___ Records provided

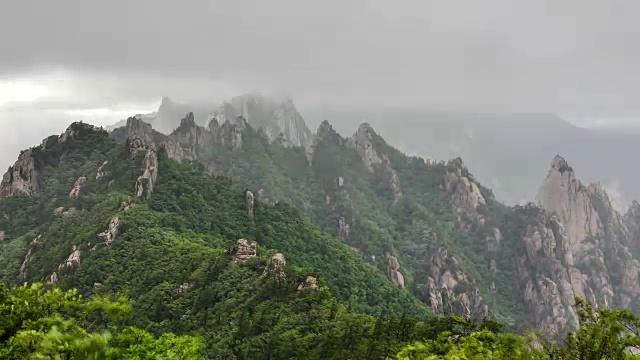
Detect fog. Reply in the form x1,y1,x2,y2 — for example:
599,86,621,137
0,0,640,176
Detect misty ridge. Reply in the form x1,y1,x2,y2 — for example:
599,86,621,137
6,0,640,360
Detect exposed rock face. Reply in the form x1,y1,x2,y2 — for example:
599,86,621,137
347,123,382,172
213,94,313,146
136,148,158,197
338,217,351,239
234,239,258,261
0,149,38,199
516,204,580,334
623,200,640,251
49,271,58,285
125,117,154,153
98,216,120,246
244,190,254,217
536,155,602,253
444,158,486,223
298,276,318,290
422,247,489,319
18,234,42,281
514,156,640,334
176,283,193,294
387,256,404,288
58,245,80,268
382,155,404,204
69,176,87,199
262,253,287,281
96,160,109,180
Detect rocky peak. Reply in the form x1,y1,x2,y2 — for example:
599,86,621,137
213,93,313,146
536,155,604,252
444,158,487,223
0,149,38,199
316,120,336,139
125,116,154,152
347,123,382,172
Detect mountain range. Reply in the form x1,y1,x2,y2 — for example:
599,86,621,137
0,95,640,358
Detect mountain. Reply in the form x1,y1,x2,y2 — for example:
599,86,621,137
110,112,638,333
302,107,640,211
214,93,313,146
0,113,640,359
107,93,313,146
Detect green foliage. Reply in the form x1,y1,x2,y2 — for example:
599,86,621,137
0,283,204,359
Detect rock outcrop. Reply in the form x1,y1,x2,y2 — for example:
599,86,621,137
98,216,120,246
422,247,489,319
69,176,87,199
0,149,38,199
96,160,109,180
298,276,318,290
213,94,313,146
58,245,80,269
347,123,382,172
262,253,287,281
536,155,602,253
444,158,487,224
136,148,158,198
233,239,258,262
18,234,42,281
244,190,254,217
387,256,404,288
514,156,640,334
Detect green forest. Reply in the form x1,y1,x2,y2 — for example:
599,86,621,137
0,122,640,360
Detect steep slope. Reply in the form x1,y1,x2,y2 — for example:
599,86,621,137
300,107,640,211
0,118,436,358
119,115,638,334
114,114,519,323
213,94,313,146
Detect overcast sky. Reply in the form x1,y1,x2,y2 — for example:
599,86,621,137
0,0,640,165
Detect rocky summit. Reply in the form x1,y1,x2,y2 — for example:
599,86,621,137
0,114,640,358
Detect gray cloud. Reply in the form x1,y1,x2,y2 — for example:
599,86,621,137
0,0,640,167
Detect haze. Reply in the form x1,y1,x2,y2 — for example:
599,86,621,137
0,0,640,183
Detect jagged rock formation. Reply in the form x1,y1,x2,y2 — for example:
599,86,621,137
18,234,42,281
422,247,489,319
298,276,318,290
233,239,258,261
347,123,382,172
98,216,120,246
58,245,80,269
387,256,404,288
0,149,38,199
338,216,351,240
96,160,109,180
69,176,87,199
504,156,640,334
176,283,193,294
444,158,486,223
623,200,640,252
262,253,287,281
536,155,602,252
49,271,58,285
213,94,313,146
136,148,158,197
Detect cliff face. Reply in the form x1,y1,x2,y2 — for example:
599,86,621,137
213,94,313,146
502,156,640,333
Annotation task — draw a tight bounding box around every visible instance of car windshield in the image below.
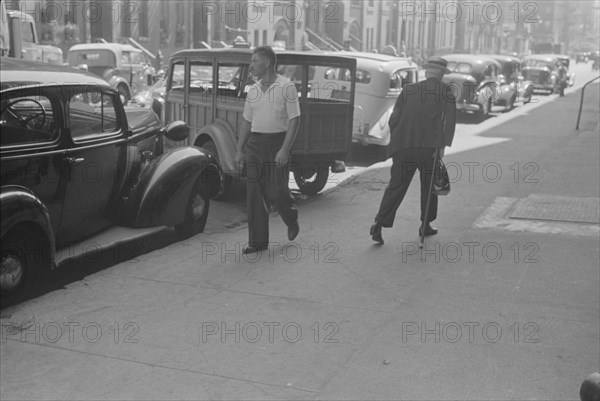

______

- _Work to be completed_:
Which lines in the records above contain the string "rocky"? Pick out and copy each of them.

- _Answer_:
Detect rocky peak. Reply in the form x1,y1,x2,y2 — for example:
Detect rocky summit. Reply in the form x1,y1,x2,y2 — for example:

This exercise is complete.